- Problem to work on
Whatever appears in the records should be given again exactly, down to the last mark.

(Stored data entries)
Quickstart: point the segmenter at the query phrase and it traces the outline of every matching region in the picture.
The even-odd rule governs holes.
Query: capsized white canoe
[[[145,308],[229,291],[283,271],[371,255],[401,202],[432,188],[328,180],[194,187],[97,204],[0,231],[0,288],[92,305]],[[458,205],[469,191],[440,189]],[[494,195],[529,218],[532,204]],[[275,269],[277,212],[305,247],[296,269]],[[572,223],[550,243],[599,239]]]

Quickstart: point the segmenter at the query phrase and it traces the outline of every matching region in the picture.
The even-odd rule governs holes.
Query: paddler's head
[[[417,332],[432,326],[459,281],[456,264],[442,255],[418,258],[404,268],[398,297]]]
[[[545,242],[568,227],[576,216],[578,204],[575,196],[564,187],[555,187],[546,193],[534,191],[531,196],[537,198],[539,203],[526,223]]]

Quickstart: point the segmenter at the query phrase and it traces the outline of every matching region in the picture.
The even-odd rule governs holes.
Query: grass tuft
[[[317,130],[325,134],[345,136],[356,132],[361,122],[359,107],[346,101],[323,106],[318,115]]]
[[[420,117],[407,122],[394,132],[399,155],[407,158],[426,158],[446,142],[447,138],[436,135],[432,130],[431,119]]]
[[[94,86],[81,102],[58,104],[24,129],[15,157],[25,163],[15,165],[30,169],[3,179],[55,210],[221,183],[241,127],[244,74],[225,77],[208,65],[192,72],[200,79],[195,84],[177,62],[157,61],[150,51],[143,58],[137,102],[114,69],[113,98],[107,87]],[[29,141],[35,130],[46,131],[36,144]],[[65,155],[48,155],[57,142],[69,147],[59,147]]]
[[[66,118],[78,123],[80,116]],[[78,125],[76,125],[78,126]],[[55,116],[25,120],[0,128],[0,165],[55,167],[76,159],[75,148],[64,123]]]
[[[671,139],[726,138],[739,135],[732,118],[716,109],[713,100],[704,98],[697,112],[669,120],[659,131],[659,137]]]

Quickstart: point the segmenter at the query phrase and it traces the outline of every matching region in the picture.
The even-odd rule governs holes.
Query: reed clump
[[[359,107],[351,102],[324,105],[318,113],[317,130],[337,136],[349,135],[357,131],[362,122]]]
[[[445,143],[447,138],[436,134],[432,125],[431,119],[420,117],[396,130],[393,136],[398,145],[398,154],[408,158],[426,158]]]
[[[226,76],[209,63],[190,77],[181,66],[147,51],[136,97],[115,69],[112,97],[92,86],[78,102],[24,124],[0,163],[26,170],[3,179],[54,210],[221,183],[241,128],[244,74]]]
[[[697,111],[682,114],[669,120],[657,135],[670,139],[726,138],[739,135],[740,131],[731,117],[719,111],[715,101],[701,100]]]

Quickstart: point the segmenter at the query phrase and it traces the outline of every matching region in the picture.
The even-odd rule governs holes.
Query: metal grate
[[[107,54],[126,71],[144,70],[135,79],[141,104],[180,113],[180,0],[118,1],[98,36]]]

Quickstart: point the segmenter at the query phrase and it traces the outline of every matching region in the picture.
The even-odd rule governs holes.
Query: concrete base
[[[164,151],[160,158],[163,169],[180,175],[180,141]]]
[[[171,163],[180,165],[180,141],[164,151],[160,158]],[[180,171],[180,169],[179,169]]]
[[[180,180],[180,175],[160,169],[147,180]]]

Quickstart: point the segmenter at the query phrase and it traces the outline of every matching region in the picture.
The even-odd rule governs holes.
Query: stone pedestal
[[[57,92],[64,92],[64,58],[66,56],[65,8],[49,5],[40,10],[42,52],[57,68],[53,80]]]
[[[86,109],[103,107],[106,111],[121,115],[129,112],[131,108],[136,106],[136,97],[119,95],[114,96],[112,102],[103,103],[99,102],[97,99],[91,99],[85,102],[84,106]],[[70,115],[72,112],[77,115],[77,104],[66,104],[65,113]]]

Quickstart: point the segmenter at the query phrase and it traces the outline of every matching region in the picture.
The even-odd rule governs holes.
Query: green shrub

- Finished exercise
Quickstart: point the segmenter at the query phrase and it traces the outline of every matching region in the picture.
The even-odd rule governs holes.
Query: capsized white canoe
[[[145,308],[229,291],[283,271],[371,255],[401,202],[432,188],[328,180],[194,187],[97,204],[0,231],[0,288],[92,305]],[[458,205],[469,191],[440,189]],[[494,195],[529,218],[532,204]],[[275,269],[277,212],[305,247],[296,269]],[[572,223],[550,243],[599,239]]]

Quickstart: point the segmenter at the query phrase and it traces the outline of every matching region in the picture.
The even-odd rule governs holes.
Query: paddler's head
[[[417,332],[432,326],[459,281],[456,264],[442,255],[418,258],[404,268],[398,297]]]
[[[545,242],[568,227],[576,216],[578,204],[575,196],[564,187],[555,187],[546,193],[534,191],[531,196],[537,198],[539,203],[526,223]]]

Quickstart: point the segmenter at the query phrase and it traces the outline of every matching region in the picture.
The even-odd rule governs holes.
Query: grass tuft
[[[317,130],[325,134],[345,136],[356,132],[361,122],[359,107],[346,101],[323,106],[318,115]]]
[[[420,117],[407,122],[394,132],[399,155],[407,158],[426,158],[446,142],[447,138],[436,135],[432,130],[431,119]]]
[[[94,86],[81,102],[58,104],[24,129],[15,157],[25,163],[15,165],[30,169],[3,179],[55,210],[221,183],[241,127],[244,74],[225,77],[208,65],[192,72],[200,79],[195,84],[177,62],[157,61],[150,51],[143,58],[137,102],[114,69],[113,98],[107,87]],[[29,141],[35,130],[46,131],[36,144]],[[65,155],[48,155],[57,142],[69,147],[59,147]]]
[[[66,118],[78,123],[80,116]],[[78,125],[76,125],[78,126]],[[55,116],[25,120],[0,128],[0,165],[55,167],[76,159],[75,148],[64,123]]]
[[[671,139],[726,138],[739,135],[732,118],[716,109],[713,100],[704,98],[697,112],[669,120],[659,131],[659,137]]]

Quickstart: point the segmenter at the query phrase and it traces the outline of every matching region in the picture.
The even-odd rule governs holes.
Query: reed clump
[[[359,107],[351,102],[324,105],[318,113],[317,130],[337,136],[349,135],[357,131],[362,122]]]
[[[445,143],[447,138],[436,134],[432,125],[431,119],[420,117],[396,130],[393,136],[398,145],[398,154],[408,158],[426,158]]]
[[[226,76],[209,63],[190,77],[181,66],[147,51],[136,97],[115,69],[112,97],[92,86],[78,102],[24,124],[0,163],[26,170],[3,179],[54,210],[221,183],[241,128],[244,74]]]
[[[697,111],[682,114],[669,120],[657,135],[670,139],[726,138],[739,135],[740,131],[731,117],[719,111],[715,101],[701,100]]]

Quickstart: point the segmenter at the query phrase and it traces the outline of every matching region in the picture.
The even-odd rule governs holes.
Query: metal grate
[[[107,54],[126,71],[144,70],[135,79],[141,104],[180,113],[180,0],[118,1],[98,36]]]

Quickstart: point the segmenter at the query phrase and it traces the outline of every matching region in the picture.
The even-odd rule governs holes.
Query: concrete base
[[[164,151],[160,158],[163,169],[180,175],[180,141]]]
[[[171,163],[180,165],[180,141],[164,151],[160,158]],[[180,171],[180,169],[179,169]]]
[[[180,180],[180,175],[160,169],[147,180]]]

Quickstart: point the segmenter at the query phrase and it traces the outline of every matching region in the picture.
The even-odd rule governs holes.
Query: stone pedestal
[[[57,92],[64,92],[64,58],[66,56],[65,8],[49,5],[40,10],[42,52],[57,68],[53,80]]]
[[[86,109],[103,107],[106,111],[121,115],[129,112],[131,108],[136,106],[136,97],[119,95],[114,96],[112,102],[103,103],[99,102],[97,99],[91,99],[85,102],[84,106]],[[70,115],[72,112],[77,115],[77,104],[66,104],[65,113]]]

Quickstart: point the segmenter at the query phrase and it traces the outline of every matching region in the picture.
The even-odd rule governs holes.
Query: green shrub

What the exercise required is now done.